GOAL >>
Copy out all of the material with every "photo" changed to "image" and nothing else altered, and omit the pictures.
* BEGIN *
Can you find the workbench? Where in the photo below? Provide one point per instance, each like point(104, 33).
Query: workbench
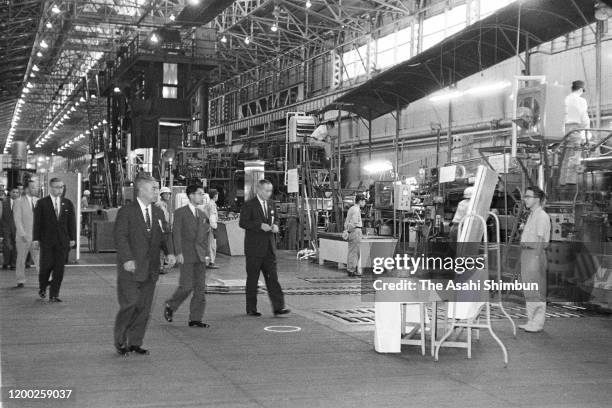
point(335, 249)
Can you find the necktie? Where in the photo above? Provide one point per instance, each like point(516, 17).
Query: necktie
point(148, 219)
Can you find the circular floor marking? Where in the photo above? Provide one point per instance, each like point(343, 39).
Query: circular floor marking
point(283, 329)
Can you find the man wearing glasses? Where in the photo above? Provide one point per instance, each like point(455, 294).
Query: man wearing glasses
point(534, 241)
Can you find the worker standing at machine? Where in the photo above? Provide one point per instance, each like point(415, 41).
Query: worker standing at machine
point(576, 117)
point(353, 225)
point(534, 241)
point(461, 212)
point(321, 138)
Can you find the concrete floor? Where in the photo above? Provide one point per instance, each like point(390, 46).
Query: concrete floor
point(236, 363)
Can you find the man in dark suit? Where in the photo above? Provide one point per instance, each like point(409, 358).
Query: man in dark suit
point(54, 233)
point(140, 235)
point(190, 237)
point(257, 218)
point(9, 251)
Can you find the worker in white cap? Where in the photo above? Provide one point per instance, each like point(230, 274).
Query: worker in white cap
point(164, 203)
point(461, 212)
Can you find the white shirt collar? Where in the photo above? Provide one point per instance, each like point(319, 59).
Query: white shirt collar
point(192, 208)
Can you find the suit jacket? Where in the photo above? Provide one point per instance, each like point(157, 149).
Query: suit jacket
point(190, 234)
point(256, 241)
point(134, 243)
point(23, 214)
point(7, 222)
point(50, 230)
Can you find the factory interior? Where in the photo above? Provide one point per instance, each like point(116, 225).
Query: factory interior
point(388, 130)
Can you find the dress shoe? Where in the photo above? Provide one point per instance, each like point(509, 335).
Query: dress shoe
point(168, 313)
point(139, 350)
point(122, 350)
point(194, 323)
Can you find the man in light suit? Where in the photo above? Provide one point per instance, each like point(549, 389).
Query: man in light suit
point(23, 214)
point(7, 224)
point(54, 233)
point(140, 236)
point(257, 218)
point(190, 237)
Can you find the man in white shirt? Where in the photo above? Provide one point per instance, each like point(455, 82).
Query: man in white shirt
point(213, 217)
point(576, 117)
point(23, 214)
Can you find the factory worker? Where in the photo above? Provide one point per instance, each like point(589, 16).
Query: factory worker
point(353, 225)
point(461, 212)
point(534, 241)
point(576, 117)
point(321, 137)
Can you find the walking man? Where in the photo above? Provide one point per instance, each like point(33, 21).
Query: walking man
point(23, 214)
point(139, 237)
point(54, 232)
point(257, 218)
point(534, 241)
point(7, 222)
point(190, 236)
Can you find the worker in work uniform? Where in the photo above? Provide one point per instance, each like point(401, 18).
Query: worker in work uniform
point(576, 117)
point(321, 138)
point(534, 241)
point(353, 225)
point(461, 212)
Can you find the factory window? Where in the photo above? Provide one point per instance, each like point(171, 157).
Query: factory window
point(170, 84)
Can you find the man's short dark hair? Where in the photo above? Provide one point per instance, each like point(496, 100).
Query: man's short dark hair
point(193, 188)
point(537, 192)
point(263, 182)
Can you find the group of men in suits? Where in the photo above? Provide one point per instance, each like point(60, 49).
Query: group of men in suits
point(141, 233)
point(31, 226)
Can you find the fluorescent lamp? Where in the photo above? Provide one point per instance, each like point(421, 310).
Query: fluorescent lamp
point(446, 95)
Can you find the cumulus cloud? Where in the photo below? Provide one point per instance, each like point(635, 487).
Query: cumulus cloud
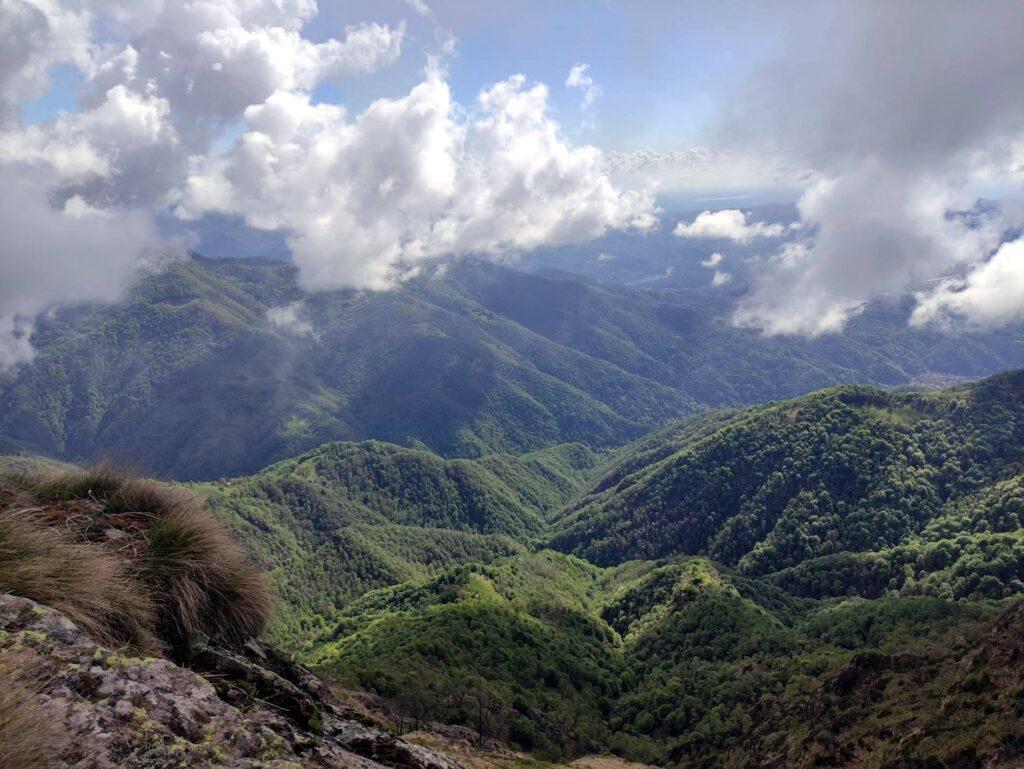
* END *
THE OUTPUT >>
Can you find the workbench? Where in the image below? Provide one point per instance, each like point(104, 33).
Query: workbench
point(335, 249)
Can you find the necktie? Where in the image above? Provide one point per instance, each like point(516, 17).
Query: necktie
point(148, 219)
Can you find the circular floor marking? Where in the image above? Provide one point per instance, each like point(343, 39).
Query: circular floor marking
point(283, 329)
Can you find the man wearing glasses? Where in the image above? Provide one point per instance, each like point(455, 294).
Query: man wearing glasses
point(534, 241)
Can you find the worker standing at machine? Where in the image above? Provide one point per instance, each like point(415, 41).
Query: worker standing at machine
point(576, 117)
point(353, 225)
point(534, 241)
point(461, 212)
point(321, 138)
Can you find the concrete floor? Where in the image above? Provide one point per instance, each like point(390, 46).
Query: concrete floor
point(236, 363)
Can you find the man in dark suit? Where in the image above? Provide one point per instance, each like point(409, 358).
Query: man in dark suit
point(54, 233)
point(140, 235)
point(190, 237)
point(257, 218)
point(9, 251)
Can you find the worker in white cap? Where in the image above? Provide one point per instance, each like point(230, 274).
Query: worker in white cap
point(164, 203)
point(461, 212)
Can you find the white shirt collar? Where in the image above? Provide one point per instance, each like point(319, 59).
Query: white shirt collar
point(192, 208)
Can you find the suit jacket? Where in the image above? Provide one point per instance, each like point(157, 149).
Query: suit jacket
point(190, 234)
point(256, 241)
point(134, 243)
point(23, 214)
point(7, 222)
point(50, 230)
Can you find the factory interior? Where in the image above? Provide one point per instance, each like point(116, 225).
Query: factory interior
point(388, 130)
Can you find the dress shoe? Where in the image above? Provide one point per instance, each like point(509, 335).
Query: dress shoe
point(168, 313)
point(139, 350)
point(122, 350)
point(194, 323)
Can you find the man in light suit? Where in the image above? Provide one point per instance, each like point(549, 389).
Query: man in light suit
point(23, 214)
point(7, 224)
point(54, 233)
point(140, 236)
point(257, 218)
point(190, 237)
Can you find the man in white shirt? Where in the image above? Provide one point per instance, each like point(455, 82).
Query: man in white shirt
point(213, 217)
point(576, 117)
point(23, 214)
Can you find the factory worker? Where in the image above? Provide one point per instance, each like point(589, 16).
Query: factory worker
point(353, 225)
point(461, 212)
point(534, 241)
point(576, 117)
point(321, 137)
Can you find the walking man? Where in the image above? Provide one point per instance, each like point(33, 21).
Query: walking man
point(23, 214)
point(139, 237)
point(54, 232)
point(257, 218)
point(534, 241)
point(7, 222)
point(190, 236)
Can you find the worker in work uniform? Where in the image above? Provide one point per instance, each like point(401, 18).
Query: worker in work uniform
point(576, 117)
point(321, 138)
point(534, 241)
point(353, 225)
point(461, 212)
Can you find the factory window? Where in the image above? Provide one point per instance, each like point(171, 157).
Query: factory window
point(170, 84)
Can you find the man's short dark hair? Where in the image above? Provide one point per instance, each like point(496, 100).
Query: man's short dark hair
point(193, 188)
point(537, 192)
point(263, 182)
Can you find the group of men in suits? Where in the image above? Provide one point per instance, each like point(60, 49).
Query: group of men in suits
point(141, 233)
point(31, 226)
Can you find the fluorescent lamp? Where in the image above? Provide one point per instance, each like point(421, 310).
Query: fluorescent lamp
point(446, 95)
Can you find the cumulus cloud? Where in the image below? Provide one point per instance, each like point(635, 487).
Query: cumulus cloud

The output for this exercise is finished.